══ Selected text ══
# Shrewsbury



## rookie (Sep 22, 2003)

Any results from Shrewsbury F/T???


----------



## JKOttman (Feb 3, 2004)

Am callbacks to 3rd (20): 5, 6, 9, 10, 11, 12, 14, 16, 18, 19, 22, 24, 27, 29, 30, 31, 33, 38, 41, 46


----------



## JKOttman (Feb 3, 2004)

Open callbacks to water marks 
(10): 1, 3, 12, 18, 39, 43, 47, 56, 58, 68


----------



## JKOttman (Feb 3, 2004)

Derby results
1st: #3, Daisy, Patti Roberts
2nd: #10 Nitro, Mary Ann Ketterer
3rd: #1, Dash, Mark Mosher
4th: #8, Finnegan, Andy Minch
RJ: #4, Diva, Mary Alice DeFrancesco
Jam: #5, Chance


----------



## JKOttman (Feb 3, 2004)

Qualifying Results
1st: #5, Sally, Milly Welsh
2nd: #26, Chill, Mark Mosher
3rd: #24, Wren, John Wiacek
4th: #10, Chase, Rick Roberts
RJ: #3, Chase, Mark Mosher
Jam: #1, Mac, Hoffman
#4, Deep, Jeff Shaw
#8, Joe, Patti Roberts
#20, Beaverdam's Blockbuster, Patti Roberts


----------



## barngeatbayman (Jan 18, 2004)

conrats Wiacek on your 3rd


----------



## john fallon (Jun 20, 2003)

JKOttman said:


> Derby results
> 1st: #3, Daisy, Patti Roberts
> 2nd: #10 Nitro, Mary Ann Ketterer
> 3rd: #1, Dash, Mark Mosher
> ...


# 8 Finnegan, one of Patty Jordan's star pupils, was handled this weekend by his owner Andy Minch. WTG Finn & Andy!!!
john


----------



## mostlygold (Aug 5, 2006)

Congrats to Mary Alice and Diva. I believe this their first Derby!!!

Regards
Dawn


----------



## aabraham (Dec 18, 2004)

I can't believe Milly coundn't talk the judges out of giving Sally a first


----------



## Judy Chute (May 9, 2005)

Congratulations to all thus far!!

Any updates?  

Judy


----------



## labsforme (Oct 31, 2003)

Congrats on sister Chill's qual 2nd


----------



## lbbuckler (Jun 7, 2008)

Congratulations to Dixie & Denise De Maetteo on their open 4th! Way to go


----------



## Tom D (Jan 3, 2003)

That huge congrats to Denise and the Chick for the open 4th

Nice finish for Justine Amione jamming in the Am 

Nice job John Wiacek for his 3rd in the Q with Wren

Way to go !!!!


----------



## aabraham (Dec 18, 2004)

I know Ed Forry won the open with Krumbs and got 2nd with Jag. Mike Balezzi (? sp) won the Am Newt got 2nd Bart got 3rd Don Bovers 4th


----------



## john fallon (Jun 20, 2003)
═══
══ Material ══
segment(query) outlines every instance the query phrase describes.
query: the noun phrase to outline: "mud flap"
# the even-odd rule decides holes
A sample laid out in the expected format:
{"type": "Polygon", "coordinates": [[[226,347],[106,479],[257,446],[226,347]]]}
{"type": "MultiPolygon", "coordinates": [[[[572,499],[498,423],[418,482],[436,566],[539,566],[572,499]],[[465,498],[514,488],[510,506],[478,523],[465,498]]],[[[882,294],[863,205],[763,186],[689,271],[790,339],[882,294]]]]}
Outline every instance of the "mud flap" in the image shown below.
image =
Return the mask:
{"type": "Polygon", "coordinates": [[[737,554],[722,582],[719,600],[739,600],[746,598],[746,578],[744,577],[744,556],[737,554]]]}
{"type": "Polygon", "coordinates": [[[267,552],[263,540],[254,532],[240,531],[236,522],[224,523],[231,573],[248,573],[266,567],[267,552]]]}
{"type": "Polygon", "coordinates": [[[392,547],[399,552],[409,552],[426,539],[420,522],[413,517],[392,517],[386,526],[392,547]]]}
═══
- _Tasks for this exercise_
• A. Answer these questions using the Shrewsbury thread:
(i) Which dog placed first in the Derby, and who handled it?
(ii) How many Open dogs were called back to the water marks?
(iii) In the post that begins "I know Ed Forry", which dog won the Open?
• B. In the Shrewsbury thread, condense the paragraph beginning "# 8 Finnegan" into one shorter sentence that keeps its main facts.

- _Outputs in order_
• A.
(i) #3, Daisy, handled by Patti Roberts
(ii) 10
(iii) Krumbs

• B. This weekend, owner Andy Minch handled #8 Finnegan, a star pupil of Patty Jordan.